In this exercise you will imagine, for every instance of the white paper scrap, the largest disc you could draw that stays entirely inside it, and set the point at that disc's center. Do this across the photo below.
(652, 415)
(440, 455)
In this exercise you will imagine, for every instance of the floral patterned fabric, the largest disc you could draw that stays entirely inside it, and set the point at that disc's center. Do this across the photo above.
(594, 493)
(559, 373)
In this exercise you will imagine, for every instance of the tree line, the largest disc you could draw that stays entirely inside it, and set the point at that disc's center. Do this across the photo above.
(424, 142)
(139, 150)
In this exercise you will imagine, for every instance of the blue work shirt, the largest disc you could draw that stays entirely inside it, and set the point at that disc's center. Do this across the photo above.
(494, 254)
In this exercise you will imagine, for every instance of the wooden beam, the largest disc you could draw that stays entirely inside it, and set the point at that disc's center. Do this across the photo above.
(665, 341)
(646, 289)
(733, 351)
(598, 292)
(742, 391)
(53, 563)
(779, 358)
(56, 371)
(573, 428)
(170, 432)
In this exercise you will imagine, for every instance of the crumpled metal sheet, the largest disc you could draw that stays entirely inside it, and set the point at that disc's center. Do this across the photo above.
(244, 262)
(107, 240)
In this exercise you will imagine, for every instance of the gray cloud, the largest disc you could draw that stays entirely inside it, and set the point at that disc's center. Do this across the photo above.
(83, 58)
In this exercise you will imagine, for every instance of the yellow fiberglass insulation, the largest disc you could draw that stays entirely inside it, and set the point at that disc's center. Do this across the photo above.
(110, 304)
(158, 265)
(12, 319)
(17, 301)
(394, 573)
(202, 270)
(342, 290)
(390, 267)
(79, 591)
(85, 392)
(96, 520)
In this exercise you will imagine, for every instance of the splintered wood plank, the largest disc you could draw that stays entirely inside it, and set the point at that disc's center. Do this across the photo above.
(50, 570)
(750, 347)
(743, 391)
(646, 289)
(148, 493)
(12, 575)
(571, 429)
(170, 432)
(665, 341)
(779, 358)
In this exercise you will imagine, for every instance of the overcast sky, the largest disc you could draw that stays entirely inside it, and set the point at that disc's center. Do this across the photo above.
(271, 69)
|---|
• Required work: Extract, exactly, the lines above that begin at the line containing "of the splintered" and end at the final line of the records; add no other text.

• Exercise response:
In this exercise you will imagine, for every instance of the splintered wood plank, the largest disc you could draw that stays entirely inside it, and set the point at that disc's center. Do this across the photo above.
(50, 570)
(750, 347)
(743, 391)
(646, 289)
(148, 493)
(12, 575)
(571, 429)
(170, 432)
(665, 341)
(779, 358)
In this exercise you will imagine, for every instance of the overcast sky, the largest disc you could draw that stays entirely inside it, and set the point at that disc's center. Do this across the photo above.
(271, 69)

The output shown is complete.